Find every line in the rows below that contains the word "beak", and copy each of those lines.
---- INPUT MATERIAL
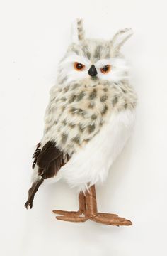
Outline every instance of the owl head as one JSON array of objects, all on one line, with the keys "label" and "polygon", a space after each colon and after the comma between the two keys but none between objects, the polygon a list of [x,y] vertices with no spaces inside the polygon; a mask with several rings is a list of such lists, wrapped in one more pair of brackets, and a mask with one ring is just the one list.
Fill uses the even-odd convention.
[{"label": "owl head", "polygon": [[72,43],[60,61],[58,82],[82,80],[118,82],[127,79],[128,65],[120,48],[132,35],[131,29],[119,31],[111,40],[85,38],[83,20],[73,26]]}]

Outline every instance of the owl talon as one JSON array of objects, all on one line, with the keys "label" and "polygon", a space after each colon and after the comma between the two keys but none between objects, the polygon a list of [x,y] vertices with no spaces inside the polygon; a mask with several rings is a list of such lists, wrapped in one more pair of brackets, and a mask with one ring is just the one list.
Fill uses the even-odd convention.
[{"label": "owl talon", "polygon": [[55,214],[60,214],[62,215],[69,215],[69,216],[79,216],[83,213],[81,211],[68,211],[68,210],[54,210],[53,213]]},{"label": "owl talon", "polygon": [[125,218],[118,217],[115,214],[98,213],[96,216],[90,217],[91,220],[105,225],[131,225],[132,222]]}]

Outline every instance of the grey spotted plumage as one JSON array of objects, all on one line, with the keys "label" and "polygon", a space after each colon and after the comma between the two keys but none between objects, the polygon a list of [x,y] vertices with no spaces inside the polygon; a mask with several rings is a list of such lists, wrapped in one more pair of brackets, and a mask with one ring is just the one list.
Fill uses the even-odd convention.
[{"label": "grey spotted plumage", "polygon": [[[129,66],[120,52],[131,31],[120,31],[113,40],[105,41],[85,38],[81,20],[76,28],[50,90],[43,137],[33,156],[33,185],[26,207],[32,207],[34,195],[45,178],[57,176],[79,191],[103,181],[132,127],[137,96],[129,82]],[[76,63],[84,67],[81,71],[75,70]],[[104,73],[106,67],[110,71]],[[117,139],[121,137],[122,141]],[[96,154],[97,158],[100,156],[97,163]]]}]

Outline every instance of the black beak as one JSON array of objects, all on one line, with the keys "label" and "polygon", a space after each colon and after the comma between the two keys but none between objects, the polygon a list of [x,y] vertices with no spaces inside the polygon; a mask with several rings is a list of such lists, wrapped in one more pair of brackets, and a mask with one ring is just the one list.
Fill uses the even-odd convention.
[{"label": "black beak", "polygon": [[92,65],[88,70],[88,75],[91,77],[96,76],[98,74],[96,68],[94,65]]}]

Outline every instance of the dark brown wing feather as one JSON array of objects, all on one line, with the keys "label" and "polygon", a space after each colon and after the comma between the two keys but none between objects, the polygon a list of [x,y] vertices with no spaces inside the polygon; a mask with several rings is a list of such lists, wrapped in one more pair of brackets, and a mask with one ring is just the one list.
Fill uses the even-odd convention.
[{"label": "dark brown wing feather", "polygon": [[33,207],[35,194],[43,183],[44,179],[57,175],[60,168],[69,159],[69,156],[67,155],[66,161],[64,161],[64,154],[56,147],[55,143],[53,142],[47,142],[42,149],[39,149],[40,146],[40,143],[38,143],[33,156],[34,159],[33,168],[34,169],[35,164],[38,164],[38,175],[40,178],[35,181],[28,191],[28,201],[25,204],[26,208],[28,206],[30,208]]}]

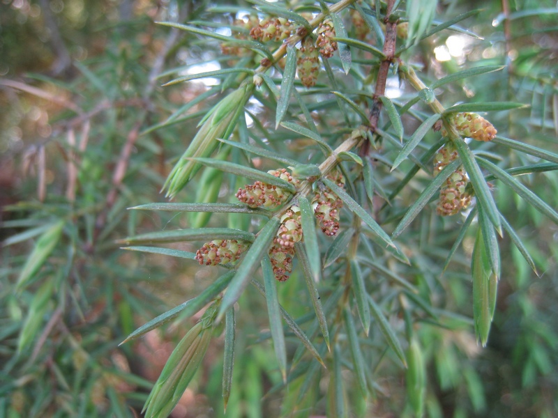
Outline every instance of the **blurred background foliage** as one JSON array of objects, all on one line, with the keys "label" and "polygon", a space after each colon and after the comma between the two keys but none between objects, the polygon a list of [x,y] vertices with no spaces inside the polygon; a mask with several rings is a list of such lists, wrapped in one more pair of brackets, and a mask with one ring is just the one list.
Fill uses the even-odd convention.
[{"label": "blurred background foliage", "polygon": [[[215,103],[212,98],[193,100],[220,88],[218,80],[211,79],[161,88],[168,77],[160,75],[181,65],[188,65],[190,73],[228,65],[217,42],[153,22],[204,19],[217,26],[231,24],[230,14],[206,12],[216,3],[0,0],[1,417],[140,416],[152,382],[193,323],[177,320],[117,346],[137,326],[198,295],[215,276],[190,261],[124,251],[115,240],[171,225],[190,226],[186,215],[126,208],[163,201],[159,191],[165,178]],[[437,96],[448,105],[461,100],[529,104],[525,110],[494,112],[491,121],[505,137],[556,153],[558,26],[553,8],[548,0],[440,1],[436,19],[442,21],[482,8],[460,24],[481,38],[442,31],[404,53],[404,59],[419,63],[432,81],[462,68],[506,65],[503,71],[449,85]],[[389,79],[387,94],[394,101],[405,102],[411,93],[396,76]],[[182,107],[185,104],[188,108]],[[257,116],[258,121],[248,121],[250,130],[258,121],[274,123],[274,109],[255,102],[247,109]],[[171,115],[176,123],[155,129]],[[336,123],[326,112],[319,118],[326,126]],[[402,120],[406,132],[416,127],[415,120]],[[281,150],[296,155],[306,144],[299,140],[287,146]],[[508,167],[537,162],[513,150],[483,146]],[[402,176],[390,176],[388,167],[379,169],[386,174],[378,186],[389,192]],[[558,207],[555,172],[525,177],[530,189]],[[223,201],[239,185],[243,184],[223,176]],[[398,208],[412,203],[422,187],[409,183]],[[188,185],[179,199],[194,201],[198,187]],[[478,346],[470,320],[467,272],[474,233],[467,233],[442,276],[459,232],[455,222],[424,210],[409,233],[416,246],[410,247],[411,266],[402,274],[446,316],[441,327],[423,310],[414,307],[411,313],[420,324],[415,335],[426,364],[426,416],[557,416],[558,228],[502,183],[495,183],[493,192],[539,277],[509,239],[500,240],[502,279],[485,348]],[[345,225],[350,222],[343,219]],[[242,219],[248,229],[249,218]],[[222,224],[218,215],[210,221]],[[196,249],[190,243],[175,247]],[[294,318],[312,311],[303,281],[295,270],[279,289],[282,304]],[[402,312],[391,310],[394,295],[382,286],[370,288],[390,322],[401,328]],[[236,323],[241,332],[226,416],[289,416],[302,380],[289,382],[287,391],[280,387],[266,337],[264,299],[248,289],[240,304]],[[347,394],[354,413],[412,416],[405,369],[372,327],[373,333],[377,338],[371,350],[378,357],[370,366],[377,394],[368,404],[358,391]],[[223,416],[223,337],[213,340],[173,417]],[[287,348],[292,355],[296,345],[287,341]],[[326,410],[326,384],[322,386],[317,389],[321,395],[310,394],[308,400],[308,411],[312,407],[317,415]]]}]

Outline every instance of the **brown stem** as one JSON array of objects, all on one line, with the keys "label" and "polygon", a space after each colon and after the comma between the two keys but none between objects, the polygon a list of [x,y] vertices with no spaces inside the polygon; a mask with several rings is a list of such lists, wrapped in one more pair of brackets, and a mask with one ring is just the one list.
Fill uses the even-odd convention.
[{"label": "brown stem", "polygon": [[[389,66],[393,61],[395,56],[395,38],[397,36],[397,22],[391,22],[390,16],[393,8],[395,0],[388,0],[387,10],[386,13],[386,38],[384,41],[384,55],[386,58],[380,63],[379,70],[378,70],[378,77],[376,81],[376,88],[374,91],[374,102],[370,109],[370,129],[373,132],[378,127],[378,121],[379,120],[379,113],[382,110],[382,100],[379,98],[386,93],[386,83],[387,82]],[[370,142],[366,139],[363,143],[360,150],[361,157],[368,155],[370,148]]]},{"label": "brown stem", "polygon": [[122,185],[122,180],[124,179],[124,176],[128,169],[128,164],[130,162],[130,156],[132,154],[132,150],[134,148],[134,144],[135,144],[135,141],[140,136],[140,128],[142,123],[143,117],[141,117],[140,120],[135,123],[132,130],[128,132],[126,141],[124,144],[124,146],[122,147],[120,157],[118,159],[118,162],[116,162],[116,166],[112,174],[112,188],[110,189],[108,194],[107,194],[105,210],[97,217],[97,221],[95,224],[96,238],[107,222],[107,215],[109,209],[112,207],[112,205],[114,205],[114,202],[116,201],[118,191],[120,189],[120,186]]}]

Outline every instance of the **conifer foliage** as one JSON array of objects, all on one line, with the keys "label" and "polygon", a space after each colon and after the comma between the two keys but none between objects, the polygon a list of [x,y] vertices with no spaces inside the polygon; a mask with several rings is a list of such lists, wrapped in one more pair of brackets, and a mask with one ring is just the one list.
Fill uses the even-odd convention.
[{"label": "conifer foliage", "polygon": [[[35,242],[4,269],[0,341],[11,339],[0,359],[12,383],[0,408],[164,418],[191,408],[193,391],[215,416],[490,413],[488,400],[515,390],[483,382],[499,372],[483,362],[511,343],[506,298],[516,292],[522,314],[550,309],[529,289],[558,254],[556,63],[535,35],[558,42],[545,17],[556,11],[186,3],[153,24],[166,40],[149,44],[150,69],[134,68],[115,31],[111,56],[129,81],[102,88],[112,69],[76,63],[98,102],[66,103],[75,114],[56,131],[66,199],[10,208],[22,215],[5,247]],[[126,98],[126,83],[141,95]],[[114,150],[111,123],[128,130],[121,153],[96,165]],[[100,142],[88,145],[90,129]],[[552,288],[548,276],[539,286]],[[520,390],[558,390],[537,380],[558,364],[556,320],[545,320],[522,323],[512,347]],[[128,359],[169,322],[179,342],[152,384]],[[37,376],[53,393],[29,389]],[[28,407],[31,393],[41,401]],[[536,402],[541,416],[555,406]]]}]

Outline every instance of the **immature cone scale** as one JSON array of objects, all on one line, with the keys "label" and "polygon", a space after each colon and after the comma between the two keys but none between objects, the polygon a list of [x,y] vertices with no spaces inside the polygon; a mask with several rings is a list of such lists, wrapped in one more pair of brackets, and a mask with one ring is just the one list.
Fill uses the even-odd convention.
[{"label": "immature cone scale", "polygon": [[[294,186],[299,183],[285,169],[270,170],[268,173]],[[239,189],[235,196],[241,202],[250,208],[275,209],[286,202],[291,194],[278,186],[258,180],[253,185],[246,185],[243,189]]]},{"label": "immature cone scale", "polygon": [[294,247],[281,245],[279,243],[279,239],[276,237],[269,249],[269,255],[275,278],[279,281],[285,281],[289,278],[289,275],[292,271]]},{"label": "immature cone scale", "polygon": [[315,86],[319,74],[319,52],[310,36],[302,40],[302,46],[296,52],[296,72],[303,86]]},{"label": "immature cone scale", "polygon": [[234,263],[248,247],[245,242],[236,240],[213,240],[196,251],[195,258],[199,264],[206,265]]},{"label": "immature cone scale", "polygon": [[[435,174],[458,157],[454,146],[448,143],[434,157]],[[469,178],[462,166],[453,171],[440,188],[440,197],[436,212],[440,216],[457,215],[471,203],[471,196],[466,191]]]},{"label": "immature cone scale", "polygon": [[455,114],[451,122],[460,134],[476,141],[492,141],[497,133],[492,123],[477,114]]},{"label": "immature cone scale", "polygon": [[[345,187],[345,178],[339,171],[333,171],[328,177],[340,187]],[[326,235],[333,237],[337,235],[340,211],[342,206],[342,201],[327,187],[324,187],[315,195],[314,215],[320,223],[322,231]]]},{"label": "immature cone scale", "polygon": [[[251,31],[258,23],[257,17],[250,15],[248,17],[248,22],[244,22],[242,19],[235,19],[233,22],[233,26],[239,26],[246,30]],[[232,35],[236,39],[243,40],[248,38],[246,35],[239,31],[233,31]],[[238,46],[235,42],[225,42],[221,44],[221,52],[223,55],[242,56],[246,55],[249,51],[250,50],[246,48]]]},{"label": "immature cone scale", "polygon": [[337,51],[337,42],[333,40],[335,36],[335,29],[331,20],[327,19],[320,23],[316,33],[318,35],[316,47],[319,49],[322,56],[324,58],[333,56],[333,52]]},{"label": "immature cone scale", "polygon": [[266,17],[252,28],[250,36],[253,39],[266,42],[270,40],[281,41],[291,36],[292,25],[283,17]]}]

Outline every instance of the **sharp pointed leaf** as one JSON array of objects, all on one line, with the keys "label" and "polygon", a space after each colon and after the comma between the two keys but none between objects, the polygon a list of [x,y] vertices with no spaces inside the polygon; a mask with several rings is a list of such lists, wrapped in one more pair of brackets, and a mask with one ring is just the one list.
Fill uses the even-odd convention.
[{"label": "sharp pointed leaf", "polygon": [[474,155],[471,152],[465,141],[455,141],[453,144],[457,148],[458,153],[465,171],[471,179],[471,183],[474,189],[475,196],[478,203],[483,207],[486,215],[496,228],[496,231],[502,235],[502,226],[500,225],[500,214],[498,208],[494,201],[488,185],[484,179],[481,169],[475,160]]},{"label": "sharp pointed leaf", "polygon": [[[306,238],[305,238],[306,239]],[[300,244],[296,244],[296,254],[299,260],[302,265],[302,270],[304,272],[304,279],[306,281],[306,287],[308,288],[308,293],[312,300],[312,304],[314,307],[314,311],[316,312],[316,318],[319,324],[319,329],[322,331],[322,335],[324,336],[324,340],[326,341],[328,350],[331,350],[329,346],[329,331],[327,327],[327,320],[324,310],[322,307],[322,301],[319,298],[319,293],[318,293],[316,282],[312,275],[312,270],[310,268],[310,262],[304,249],[301,247]]]},{"label": "sharp pointed leaf", "polygon": [[386,233],[386,232],[378,225],[377,222],[366,212],[362,206],[357,203],[353,198],[349,196],[347,192],[341,187],[335,184],[333,181],[328,178],[322,179],[324,183],[329,187],[331,191],[335,193],[339,199],[349,207],[349,208],[355,213],[365,224],[370,226],[372,232],[379,237],[386,244],[391,247],[395,247],[393,242]]},{"label": "sharp pointed leaf", "polygon": [[277,298],[277,287],[269,258],[265,256],[262,260],[262,271],[264,274],[267,314],[269,316],[269,329],[273,340],[273,348],[279,371],[283,382],[287,380],[287,348],[285,345],[285,335],[281,323],[281,313],[279,309],[279,300]]},{"label": "sharp pointed leaf", "polygon": [[405,229],[413,222],[414,218],[421,212],[423,208],[430,201],[430,198],[434,196],[434,194],[437,192],[440,186],[446,181],[446,179],[449,177],[453,171],[457,169],[460,165],[460,161],[455,160],[452,161],[450,164],[446,166],[444,169],[438,173],[438,175],[430,183],[426,188],[423,190],[421,195],[415,200],[414,203],[411,205],[411,207],[403,215],[403,218],[399,222],[399,224],[395,227],[392,236],[395,238],[398,237],[405,231]]},{"label": "sharp pointed leaf", "polygon": [[283,78],[281,81],[281,95],[277,102],[277,111],[276,112],[275,128],[283,120],[289,103],[291,101],[291,93],[294,86],[294,75],[296,70],[296,52],[294,47],[287,48],[287,62],[285,64]]},{"label": "sharp pointed leaf", "polygon": [[370,312],[372,313],[372,316],[378,323],[378,326],[379,327],[380,331],[382,331],[382,333],[384,334],[384,337],[388,341],[388,344],[389,344],[391,349],[395,353],[397,357],[399,357],[399,359],[401,360],[403,365],[407,366],[405,355],[403,353],[403,349],[401,348],[401,344],[399,343],[399,339],[398,339],[388,320],[386,319],[386,317],[384,316],[382,309],[376,304],[370,295],[368,295],[368,302],[370,304]]},{"label": "sharp pointed leaf", "polygon": [[405,143],[403,149],[400,151],[399,154],[395,157],[395,160],[393,162],[393,166],[391,167],[391,171],[393,171],[400,164],[405,160],[407,156],[413,151],[415,147],[418,145],[418,143],[424,138],[424,136],[428,133],[430,128],[434,126],[434,124],[436,123],[436,121],[439,118],[440,116],[439,114],[432,115],[416,128],[416,130],[414,131],[414,133],[409,139],[409,141]]},{"label": "sharp pointed leaf", "polygon": [[227,288],[227,293],[223,296],[218,320],[234,304],[244,291],[257,270],[262,258],[267,254],[280,224],[278,218],[272,217],[259,231],[254,243],[250,245],[244,258],[241,261],[230,285]]}]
--------
| EXERCISE SOLUTION |
Outline every instance of the black beak as one JSON array of objects, all on one line, with the keys "label" and "polygon", a space after each colon and after the comma between the two keys but none between objects, the polygon a list of [x,y] vertices with no spaces inside the polygon; a mask with several rings is a list of such lists, wrapped in one more pair of brackets, and a mask with one ring is just the one list.
[{"label": "black beak", "polygon": [[92,65],[88,70],[88,75],[91,77],[96,76],[98,74],[96,68],[94,65]]}]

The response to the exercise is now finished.